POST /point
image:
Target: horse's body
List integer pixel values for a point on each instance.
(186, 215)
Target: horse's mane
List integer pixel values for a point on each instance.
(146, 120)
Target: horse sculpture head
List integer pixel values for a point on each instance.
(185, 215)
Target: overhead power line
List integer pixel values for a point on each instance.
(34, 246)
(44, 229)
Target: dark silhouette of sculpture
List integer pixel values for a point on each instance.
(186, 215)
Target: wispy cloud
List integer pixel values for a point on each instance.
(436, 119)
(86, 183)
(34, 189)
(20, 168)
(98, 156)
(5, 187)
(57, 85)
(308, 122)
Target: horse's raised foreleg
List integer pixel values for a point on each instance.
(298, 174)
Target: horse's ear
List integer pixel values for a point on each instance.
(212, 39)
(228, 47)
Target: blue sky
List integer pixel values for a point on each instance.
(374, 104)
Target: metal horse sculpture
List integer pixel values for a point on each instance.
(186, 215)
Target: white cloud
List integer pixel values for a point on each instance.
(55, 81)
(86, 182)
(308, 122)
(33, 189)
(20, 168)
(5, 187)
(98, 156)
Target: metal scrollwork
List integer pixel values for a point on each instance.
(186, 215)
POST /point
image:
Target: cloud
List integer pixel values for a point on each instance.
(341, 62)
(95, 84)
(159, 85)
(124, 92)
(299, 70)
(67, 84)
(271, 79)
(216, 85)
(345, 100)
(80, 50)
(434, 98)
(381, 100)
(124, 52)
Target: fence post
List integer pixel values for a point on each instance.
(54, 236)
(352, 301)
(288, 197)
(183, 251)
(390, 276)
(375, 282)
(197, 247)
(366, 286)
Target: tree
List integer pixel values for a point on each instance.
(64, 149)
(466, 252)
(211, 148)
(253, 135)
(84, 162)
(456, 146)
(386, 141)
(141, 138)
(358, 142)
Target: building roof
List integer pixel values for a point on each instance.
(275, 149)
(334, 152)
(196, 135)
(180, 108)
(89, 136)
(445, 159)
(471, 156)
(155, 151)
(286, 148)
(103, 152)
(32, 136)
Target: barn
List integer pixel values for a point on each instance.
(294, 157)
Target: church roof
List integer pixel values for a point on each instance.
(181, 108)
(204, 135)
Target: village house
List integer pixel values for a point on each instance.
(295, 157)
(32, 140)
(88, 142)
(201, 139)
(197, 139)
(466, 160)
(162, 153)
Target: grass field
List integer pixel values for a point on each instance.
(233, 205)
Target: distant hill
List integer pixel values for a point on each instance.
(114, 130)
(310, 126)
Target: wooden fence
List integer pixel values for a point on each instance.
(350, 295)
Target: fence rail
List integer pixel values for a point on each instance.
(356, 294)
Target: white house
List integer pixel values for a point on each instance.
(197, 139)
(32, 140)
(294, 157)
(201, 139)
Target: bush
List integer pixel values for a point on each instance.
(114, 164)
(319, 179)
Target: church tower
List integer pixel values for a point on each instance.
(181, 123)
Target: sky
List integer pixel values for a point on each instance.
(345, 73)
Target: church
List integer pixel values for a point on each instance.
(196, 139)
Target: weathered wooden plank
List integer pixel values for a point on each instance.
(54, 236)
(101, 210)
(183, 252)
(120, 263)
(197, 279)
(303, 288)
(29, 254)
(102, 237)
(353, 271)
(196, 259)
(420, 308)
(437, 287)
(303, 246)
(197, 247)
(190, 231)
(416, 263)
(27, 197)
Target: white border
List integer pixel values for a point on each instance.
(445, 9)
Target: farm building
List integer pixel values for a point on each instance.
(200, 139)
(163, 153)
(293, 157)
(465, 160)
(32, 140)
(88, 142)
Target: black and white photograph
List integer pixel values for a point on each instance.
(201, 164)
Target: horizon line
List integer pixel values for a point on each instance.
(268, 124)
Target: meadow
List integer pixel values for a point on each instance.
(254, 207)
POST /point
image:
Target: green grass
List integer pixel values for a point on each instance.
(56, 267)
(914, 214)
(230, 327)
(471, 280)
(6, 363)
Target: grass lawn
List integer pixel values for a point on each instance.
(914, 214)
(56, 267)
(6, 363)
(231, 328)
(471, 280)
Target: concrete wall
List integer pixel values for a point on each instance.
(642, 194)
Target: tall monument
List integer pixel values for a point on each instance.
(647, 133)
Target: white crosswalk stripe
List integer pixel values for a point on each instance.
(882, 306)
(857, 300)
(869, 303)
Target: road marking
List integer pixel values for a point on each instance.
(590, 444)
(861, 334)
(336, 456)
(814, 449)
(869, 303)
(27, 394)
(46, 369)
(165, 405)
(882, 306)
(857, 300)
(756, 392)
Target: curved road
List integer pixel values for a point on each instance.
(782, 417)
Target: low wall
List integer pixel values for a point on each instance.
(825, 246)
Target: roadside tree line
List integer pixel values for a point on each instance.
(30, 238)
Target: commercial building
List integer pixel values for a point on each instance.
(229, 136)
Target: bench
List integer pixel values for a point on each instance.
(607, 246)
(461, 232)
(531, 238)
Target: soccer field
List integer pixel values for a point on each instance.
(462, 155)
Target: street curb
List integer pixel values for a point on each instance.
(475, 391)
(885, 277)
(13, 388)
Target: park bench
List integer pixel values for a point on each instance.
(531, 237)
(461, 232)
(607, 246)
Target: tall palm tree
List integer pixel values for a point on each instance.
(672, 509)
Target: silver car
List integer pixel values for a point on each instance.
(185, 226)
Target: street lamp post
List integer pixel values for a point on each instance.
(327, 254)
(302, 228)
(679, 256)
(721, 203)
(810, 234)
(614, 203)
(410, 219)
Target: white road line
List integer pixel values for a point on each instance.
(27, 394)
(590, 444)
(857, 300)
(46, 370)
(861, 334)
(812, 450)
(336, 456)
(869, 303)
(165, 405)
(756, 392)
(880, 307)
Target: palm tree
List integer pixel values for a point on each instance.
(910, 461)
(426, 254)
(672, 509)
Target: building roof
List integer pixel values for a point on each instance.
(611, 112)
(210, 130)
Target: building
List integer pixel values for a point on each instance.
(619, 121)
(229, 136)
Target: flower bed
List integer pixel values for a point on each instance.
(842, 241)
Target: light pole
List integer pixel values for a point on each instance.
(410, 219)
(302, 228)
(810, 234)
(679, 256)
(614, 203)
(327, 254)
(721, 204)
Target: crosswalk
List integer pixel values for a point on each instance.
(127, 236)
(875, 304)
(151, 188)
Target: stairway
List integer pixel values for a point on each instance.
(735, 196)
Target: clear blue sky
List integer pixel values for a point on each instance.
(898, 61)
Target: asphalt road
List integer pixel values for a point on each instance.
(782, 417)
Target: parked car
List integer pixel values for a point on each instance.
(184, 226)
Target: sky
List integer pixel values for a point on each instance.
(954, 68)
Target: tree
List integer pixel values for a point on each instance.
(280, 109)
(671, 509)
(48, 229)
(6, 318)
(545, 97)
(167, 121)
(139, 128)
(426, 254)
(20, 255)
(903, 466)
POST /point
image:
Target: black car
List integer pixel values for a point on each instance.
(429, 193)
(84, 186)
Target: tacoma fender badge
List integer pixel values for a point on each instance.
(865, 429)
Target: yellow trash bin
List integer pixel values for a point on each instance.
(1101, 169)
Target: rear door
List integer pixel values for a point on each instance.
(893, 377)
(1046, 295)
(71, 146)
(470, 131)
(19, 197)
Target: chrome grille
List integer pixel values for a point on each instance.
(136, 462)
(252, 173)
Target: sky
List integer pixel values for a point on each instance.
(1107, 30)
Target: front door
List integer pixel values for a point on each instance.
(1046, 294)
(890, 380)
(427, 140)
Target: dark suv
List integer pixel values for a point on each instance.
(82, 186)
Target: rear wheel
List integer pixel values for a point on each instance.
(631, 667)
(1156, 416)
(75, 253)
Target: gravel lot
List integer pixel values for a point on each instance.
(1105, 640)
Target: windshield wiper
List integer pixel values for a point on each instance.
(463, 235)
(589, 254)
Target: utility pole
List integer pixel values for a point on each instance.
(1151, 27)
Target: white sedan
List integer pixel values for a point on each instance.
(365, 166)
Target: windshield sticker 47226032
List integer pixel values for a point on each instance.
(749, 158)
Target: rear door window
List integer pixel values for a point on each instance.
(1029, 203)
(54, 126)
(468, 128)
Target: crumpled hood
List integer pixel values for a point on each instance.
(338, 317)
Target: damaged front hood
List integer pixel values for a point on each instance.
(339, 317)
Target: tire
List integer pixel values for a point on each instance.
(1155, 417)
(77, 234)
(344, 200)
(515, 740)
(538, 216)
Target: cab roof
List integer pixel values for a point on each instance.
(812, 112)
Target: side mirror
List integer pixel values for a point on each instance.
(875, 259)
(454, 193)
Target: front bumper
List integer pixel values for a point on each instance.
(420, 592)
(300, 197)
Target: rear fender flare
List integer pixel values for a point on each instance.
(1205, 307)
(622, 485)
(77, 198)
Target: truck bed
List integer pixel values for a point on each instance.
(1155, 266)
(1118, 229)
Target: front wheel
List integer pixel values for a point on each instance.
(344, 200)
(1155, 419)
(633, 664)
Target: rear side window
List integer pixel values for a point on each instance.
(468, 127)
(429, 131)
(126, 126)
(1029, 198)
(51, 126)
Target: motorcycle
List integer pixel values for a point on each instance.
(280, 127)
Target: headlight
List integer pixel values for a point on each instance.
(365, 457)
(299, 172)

• _TASK TO COMPLETE_:
Across the data, pull every line containing the string "black".

• _RESULT BELOW_:
Target: black and white photograph
Target: black car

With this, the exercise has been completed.